[Start of Task inputs]

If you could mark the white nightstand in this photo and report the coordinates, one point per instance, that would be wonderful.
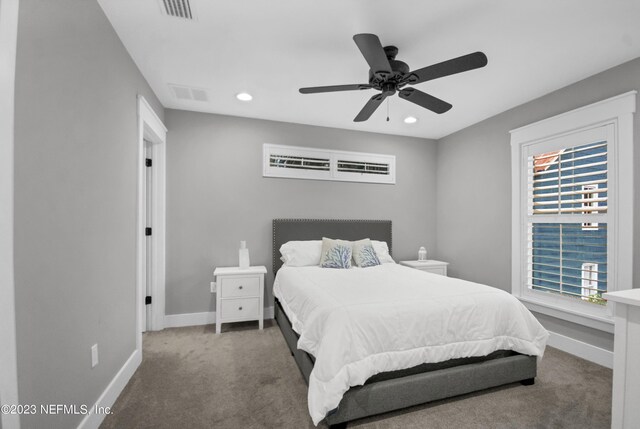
(430, 266)
(239, 295)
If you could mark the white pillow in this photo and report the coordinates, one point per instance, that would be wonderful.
(301, 253)
(382, 252)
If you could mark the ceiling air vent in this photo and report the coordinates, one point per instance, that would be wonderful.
(187, 93)
(177, 8)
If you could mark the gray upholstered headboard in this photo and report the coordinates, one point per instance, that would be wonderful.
(314, 229)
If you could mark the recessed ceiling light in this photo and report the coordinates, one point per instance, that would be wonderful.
(244, 96)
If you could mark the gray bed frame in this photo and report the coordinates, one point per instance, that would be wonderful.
(397, 389)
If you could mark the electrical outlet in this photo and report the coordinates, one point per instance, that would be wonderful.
(94, 355)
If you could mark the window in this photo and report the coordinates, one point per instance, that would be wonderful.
(572, 198)
(590, 288)
(590, 199)
(320, 164)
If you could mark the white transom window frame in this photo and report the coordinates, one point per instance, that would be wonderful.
(616, 115)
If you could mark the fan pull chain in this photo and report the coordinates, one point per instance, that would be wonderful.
(387, 110)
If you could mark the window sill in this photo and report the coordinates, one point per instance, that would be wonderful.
(600, 323)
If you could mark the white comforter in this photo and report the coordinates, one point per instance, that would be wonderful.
(361, 322)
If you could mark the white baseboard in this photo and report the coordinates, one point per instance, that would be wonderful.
(189, 319)
(93, 420)
(197, 319)
(582, 350)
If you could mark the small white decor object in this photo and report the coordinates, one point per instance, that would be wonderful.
(422, 254)
(243, 256)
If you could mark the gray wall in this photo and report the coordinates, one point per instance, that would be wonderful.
(474, 188)
(216, 196)
(75, 203)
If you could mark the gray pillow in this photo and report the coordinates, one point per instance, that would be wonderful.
(335, 253)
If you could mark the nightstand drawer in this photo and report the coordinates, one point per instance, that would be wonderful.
(231, 287)
(435, 270)
(240, 309)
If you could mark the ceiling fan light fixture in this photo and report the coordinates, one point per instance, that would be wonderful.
(244, 96)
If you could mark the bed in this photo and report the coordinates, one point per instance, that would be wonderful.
(377, 390)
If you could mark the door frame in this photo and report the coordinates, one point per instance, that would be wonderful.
(151, 128)
(8, 351)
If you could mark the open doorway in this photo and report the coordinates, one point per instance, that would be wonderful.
(151, 221)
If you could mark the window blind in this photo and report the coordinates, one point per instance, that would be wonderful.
(567, 203)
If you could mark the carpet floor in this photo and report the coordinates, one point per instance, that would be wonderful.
(246, 378)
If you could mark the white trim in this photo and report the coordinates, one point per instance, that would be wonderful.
(108, 398)
(189, 319)
(581, 349)
(8, 353)
(578, 118)
(197, 319)
(595, 322)
(150, 127)
(617, 114)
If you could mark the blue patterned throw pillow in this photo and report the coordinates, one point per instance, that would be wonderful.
(364, 255)
(335, 254)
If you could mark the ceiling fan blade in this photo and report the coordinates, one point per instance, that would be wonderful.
(424, 100)
(371, 49)
(370, 107)
(334, 88)
(449, 67)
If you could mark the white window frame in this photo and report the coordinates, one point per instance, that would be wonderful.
(616, 112)
(333, 156)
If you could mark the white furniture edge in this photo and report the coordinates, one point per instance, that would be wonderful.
(623, 301)
(93, 420)
(618, 109)
(581, 349)
(151, 127)
(427, 263)
(8, 352)
(198, 319)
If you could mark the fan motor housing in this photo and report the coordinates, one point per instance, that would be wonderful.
(399, 69)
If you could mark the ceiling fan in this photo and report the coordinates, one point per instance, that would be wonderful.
(388, 75)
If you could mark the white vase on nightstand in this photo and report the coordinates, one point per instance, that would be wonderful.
(243, 256)
(422, 254)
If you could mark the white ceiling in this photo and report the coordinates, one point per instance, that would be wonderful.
(272, 48)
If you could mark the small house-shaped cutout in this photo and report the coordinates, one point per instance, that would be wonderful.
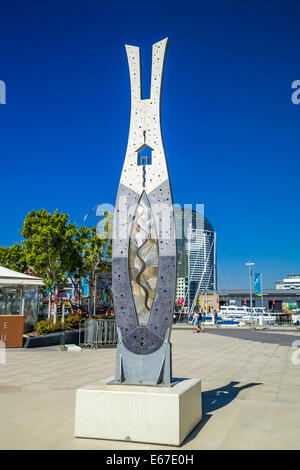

[End of Task inputs]

* **Written exercise**:
Identify every line in the entries that contains the string "pillow" and copy each of those lines.

* **Reply to the exercise**:
If you could mark the white pillow in this photo and report the coordinates, one point per instance, that would be wonderful.
If you could mark the gray pillow in this photo and report the coordinates, one point per instance, that would be wonderful.
If you could mark the blue patterned throw pillow in this photo and report the coordinates, one point per instance, that would be wonderful.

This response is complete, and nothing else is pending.